> ACTIVITY
Go through the following data and transcribe exactly the stretch of lines from the one holding "Target | black bulletproof vest" to the one holding "Target | metal rod on floor", both included.
########################################
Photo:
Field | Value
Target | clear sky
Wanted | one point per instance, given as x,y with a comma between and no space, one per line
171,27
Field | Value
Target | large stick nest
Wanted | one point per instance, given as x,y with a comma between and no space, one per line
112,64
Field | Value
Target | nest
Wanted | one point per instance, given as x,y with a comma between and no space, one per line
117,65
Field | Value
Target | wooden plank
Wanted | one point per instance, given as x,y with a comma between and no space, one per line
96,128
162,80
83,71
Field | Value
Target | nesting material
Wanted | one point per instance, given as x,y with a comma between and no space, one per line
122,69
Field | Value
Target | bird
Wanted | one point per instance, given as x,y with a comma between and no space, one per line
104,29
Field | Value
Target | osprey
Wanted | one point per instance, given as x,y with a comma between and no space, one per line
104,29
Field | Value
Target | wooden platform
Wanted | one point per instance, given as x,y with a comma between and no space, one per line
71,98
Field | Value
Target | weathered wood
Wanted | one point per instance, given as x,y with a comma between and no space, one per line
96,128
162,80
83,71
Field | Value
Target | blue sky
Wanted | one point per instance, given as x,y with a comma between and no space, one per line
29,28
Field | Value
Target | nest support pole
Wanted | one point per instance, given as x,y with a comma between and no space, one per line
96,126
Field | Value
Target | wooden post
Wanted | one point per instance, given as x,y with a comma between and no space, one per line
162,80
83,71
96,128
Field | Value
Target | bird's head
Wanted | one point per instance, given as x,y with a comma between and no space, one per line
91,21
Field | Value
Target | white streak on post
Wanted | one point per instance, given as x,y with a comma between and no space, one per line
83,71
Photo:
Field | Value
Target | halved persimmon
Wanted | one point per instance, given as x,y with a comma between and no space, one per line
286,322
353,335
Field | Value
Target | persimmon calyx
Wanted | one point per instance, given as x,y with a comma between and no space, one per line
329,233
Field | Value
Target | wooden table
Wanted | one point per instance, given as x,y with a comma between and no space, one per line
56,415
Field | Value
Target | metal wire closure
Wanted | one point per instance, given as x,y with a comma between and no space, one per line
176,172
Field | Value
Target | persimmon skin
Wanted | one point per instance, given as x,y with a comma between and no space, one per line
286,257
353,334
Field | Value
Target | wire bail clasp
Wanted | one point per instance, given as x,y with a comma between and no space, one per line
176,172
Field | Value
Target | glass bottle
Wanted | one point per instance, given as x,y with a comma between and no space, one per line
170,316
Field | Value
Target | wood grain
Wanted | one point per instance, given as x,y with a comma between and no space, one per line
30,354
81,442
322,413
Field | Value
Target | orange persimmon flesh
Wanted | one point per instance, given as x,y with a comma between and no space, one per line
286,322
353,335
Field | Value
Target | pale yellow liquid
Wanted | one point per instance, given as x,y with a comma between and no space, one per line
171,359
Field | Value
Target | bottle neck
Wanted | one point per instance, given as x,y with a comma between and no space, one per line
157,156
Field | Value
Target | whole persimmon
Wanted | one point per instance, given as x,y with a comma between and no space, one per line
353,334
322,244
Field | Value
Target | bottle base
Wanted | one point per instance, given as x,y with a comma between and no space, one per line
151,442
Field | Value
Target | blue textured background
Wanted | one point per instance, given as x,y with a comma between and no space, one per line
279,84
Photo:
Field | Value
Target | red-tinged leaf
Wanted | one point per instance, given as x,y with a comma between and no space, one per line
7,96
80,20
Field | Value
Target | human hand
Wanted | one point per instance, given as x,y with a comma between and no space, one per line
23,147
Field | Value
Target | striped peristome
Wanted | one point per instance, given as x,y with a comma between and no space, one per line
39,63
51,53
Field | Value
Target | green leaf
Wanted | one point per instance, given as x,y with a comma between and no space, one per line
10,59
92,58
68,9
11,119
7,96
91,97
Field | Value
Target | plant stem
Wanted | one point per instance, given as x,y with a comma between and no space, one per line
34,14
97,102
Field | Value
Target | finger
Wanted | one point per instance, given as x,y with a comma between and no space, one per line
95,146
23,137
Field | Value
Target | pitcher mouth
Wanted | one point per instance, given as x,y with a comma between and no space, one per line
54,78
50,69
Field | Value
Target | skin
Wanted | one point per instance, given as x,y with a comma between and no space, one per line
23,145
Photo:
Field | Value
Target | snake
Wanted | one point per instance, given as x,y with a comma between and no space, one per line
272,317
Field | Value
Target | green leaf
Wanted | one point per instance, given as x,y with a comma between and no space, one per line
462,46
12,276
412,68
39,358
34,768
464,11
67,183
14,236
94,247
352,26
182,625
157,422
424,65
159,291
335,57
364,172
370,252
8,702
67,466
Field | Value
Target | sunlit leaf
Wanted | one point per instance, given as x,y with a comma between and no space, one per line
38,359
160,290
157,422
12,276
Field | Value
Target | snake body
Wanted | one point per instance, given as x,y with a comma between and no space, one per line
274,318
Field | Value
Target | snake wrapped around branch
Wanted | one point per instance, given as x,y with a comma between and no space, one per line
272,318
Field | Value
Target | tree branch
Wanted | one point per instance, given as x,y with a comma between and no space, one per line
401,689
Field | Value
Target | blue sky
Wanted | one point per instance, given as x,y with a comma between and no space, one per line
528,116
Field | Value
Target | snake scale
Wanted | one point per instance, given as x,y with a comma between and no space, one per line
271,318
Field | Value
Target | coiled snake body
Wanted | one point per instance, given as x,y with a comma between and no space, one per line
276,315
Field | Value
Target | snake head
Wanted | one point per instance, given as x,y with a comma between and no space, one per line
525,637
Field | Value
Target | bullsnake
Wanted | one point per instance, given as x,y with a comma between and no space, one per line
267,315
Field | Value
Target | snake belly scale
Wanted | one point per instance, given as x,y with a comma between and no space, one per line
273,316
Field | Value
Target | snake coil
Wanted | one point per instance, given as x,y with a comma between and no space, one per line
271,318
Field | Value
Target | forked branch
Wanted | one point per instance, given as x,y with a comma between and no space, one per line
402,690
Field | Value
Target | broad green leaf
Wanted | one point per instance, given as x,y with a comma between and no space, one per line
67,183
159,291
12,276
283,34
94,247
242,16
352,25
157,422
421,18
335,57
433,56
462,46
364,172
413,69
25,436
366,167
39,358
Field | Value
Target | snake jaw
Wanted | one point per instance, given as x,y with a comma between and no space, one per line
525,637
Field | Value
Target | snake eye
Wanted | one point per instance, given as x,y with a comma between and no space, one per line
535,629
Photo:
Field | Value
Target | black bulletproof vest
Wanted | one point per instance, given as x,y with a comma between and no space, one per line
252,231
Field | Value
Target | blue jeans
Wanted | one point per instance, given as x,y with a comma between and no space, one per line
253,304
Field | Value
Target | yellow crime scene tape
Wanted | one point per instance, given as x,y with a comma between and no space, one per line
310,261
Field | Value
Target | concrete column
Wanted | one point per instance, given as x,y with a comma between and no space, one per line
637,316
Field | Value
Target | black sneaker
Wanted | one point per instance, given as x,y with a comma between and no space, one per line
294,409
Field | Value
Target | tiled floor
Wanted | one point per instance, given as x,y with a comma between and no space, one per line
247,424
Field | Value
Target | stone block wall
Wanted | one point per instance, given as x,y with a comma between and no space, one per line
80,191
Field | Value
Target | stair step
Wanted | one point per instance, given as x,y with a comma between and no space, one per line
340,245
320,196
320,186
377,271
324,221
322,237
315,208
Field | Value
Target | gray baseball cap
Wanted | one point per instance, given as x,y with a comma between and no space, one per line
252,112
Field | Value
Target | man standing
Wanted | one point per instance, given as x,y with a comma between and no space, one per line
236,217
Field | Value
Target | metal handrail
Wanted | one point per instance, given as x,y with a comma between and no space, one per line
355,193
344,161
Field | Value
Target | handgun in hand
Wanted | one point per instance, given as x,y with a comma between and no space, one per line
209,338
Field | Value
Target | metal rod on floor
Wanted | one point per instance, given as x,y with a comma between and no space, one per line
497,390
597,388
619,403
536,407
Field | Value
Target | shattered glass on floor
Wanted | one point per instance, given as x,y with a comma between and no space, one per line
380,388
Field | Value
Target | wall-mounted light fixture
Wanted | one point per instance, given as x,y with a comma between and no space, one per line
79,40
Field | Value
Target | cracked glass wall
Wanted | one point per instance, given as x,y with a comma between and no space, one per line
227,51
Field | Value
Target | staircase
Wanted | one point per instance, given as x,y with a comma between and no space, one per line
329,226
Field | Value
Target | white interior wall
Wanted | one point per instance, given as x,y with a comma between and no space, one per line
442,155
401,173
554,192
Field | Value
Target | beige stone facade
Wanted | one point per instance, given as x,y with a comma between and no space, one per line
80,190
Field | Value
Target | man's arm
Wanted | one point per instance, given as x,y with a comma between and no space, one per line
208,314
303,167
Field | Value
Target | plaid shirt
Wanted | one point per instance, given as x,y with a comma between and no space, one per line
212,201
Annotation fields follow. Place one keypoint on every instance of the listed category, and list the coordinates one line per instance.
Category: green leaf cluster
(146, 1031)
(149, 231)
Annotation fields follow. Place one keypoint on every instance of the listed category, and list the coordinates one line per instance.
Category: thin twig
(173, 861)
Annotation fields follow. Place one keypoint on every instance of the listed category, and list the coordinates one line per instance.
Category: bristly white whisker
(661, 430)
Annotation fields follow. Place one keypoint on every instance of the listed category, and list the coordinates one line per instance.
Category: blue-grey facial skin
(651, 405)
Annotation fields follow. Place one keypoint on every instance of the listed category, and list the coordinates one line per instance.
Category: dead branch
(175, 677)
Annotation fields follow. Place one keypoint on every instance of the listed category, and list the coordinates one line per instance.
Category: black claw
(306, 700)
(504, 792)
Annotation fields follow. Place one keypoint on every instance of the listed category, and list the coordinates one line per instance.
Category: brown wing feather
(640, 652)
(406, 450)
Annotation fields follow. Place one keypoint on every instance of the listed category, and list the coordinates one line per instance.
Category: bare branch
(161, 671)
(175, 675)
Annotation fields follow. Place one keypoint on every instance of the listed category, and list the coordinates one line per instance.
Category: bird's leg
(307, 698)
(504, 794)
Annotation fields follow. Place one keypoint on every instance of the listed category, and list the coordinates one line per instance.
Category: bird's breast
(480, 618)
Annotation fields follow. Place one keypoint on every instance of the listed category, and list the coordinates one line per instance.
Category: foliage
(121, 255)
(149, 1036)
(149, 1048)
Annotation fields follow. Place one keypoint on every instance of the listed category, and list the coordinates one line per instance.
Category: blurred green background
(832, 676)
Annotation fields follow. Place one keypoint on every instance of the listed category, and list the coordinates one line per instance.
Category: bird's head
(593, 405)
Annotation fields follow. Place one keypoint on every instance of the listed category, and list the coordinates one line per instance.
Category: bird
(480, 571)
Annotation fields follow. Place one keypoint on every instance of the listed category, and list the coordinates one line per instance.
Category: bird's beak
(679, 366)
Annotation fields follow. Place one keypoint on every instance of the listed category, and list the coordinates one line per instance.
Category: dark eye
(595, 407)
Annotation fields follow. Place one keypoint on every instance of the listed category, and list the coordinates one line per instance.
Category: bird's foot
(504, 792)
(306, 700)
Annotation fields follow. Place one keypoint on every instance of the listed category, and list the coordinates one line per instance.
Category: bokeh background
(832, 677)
########################################
> TASK OUTPUT
Target | black bulletproof vest
Wanted | one point per instance, given as x,y with a comma between and no space, one per line
252,231
Field | Value
Target | blue jeans
Wanted | one point per instance, given as x,y with a comma between and no space, one per line
253,304
Field | Value
Target | yellow crime scene tape
Wanted | one point per instance, given as x,y with a comma between and no space, one per line
310,261
Field | Value
Target | concrete column
Wanted | one point per instance, given as x,y with a comma between and no space, one per line
637,316
Field | Value
Target | black sneaker
Wanted | one point per instance, given as x,y with a comma between and no space, one per line
294,409
Field | Value
Target | tiled floor
Wanted | one point per instance, given as x,y with a comma between and no space, one per line
247,424
Field | Value
Target | stone block wall
Wanted | one point per instance, given as x,y with a comma between and no space, one per line
80,191
Field | Value
Target | stair step
Wanted | one point per instance, given as x,y with a comma between and no space, one per line
340,245
320,196
320,186
377,271
324,221
322,237
315,208
Field | Value
Target | gray baseball cap
Wanted | one point per instance, given as x,y with a comma between and no space, one per line
252,112
Field | Value
Target | man standing
Wanted | one point per instance, given as x,y with a comma between and no space, one per line
236,217
Field | Value
Target | metal handrail
Wanted | one point per instance, given as x,y with a comma between and no space, one per line
355,193
344,161
Field | Value
Target | handgun in hand
Wanted | one point per instance, given as x,y with a comma between and no space, one per line
209,338
Field | Value
Target | metal rod on floor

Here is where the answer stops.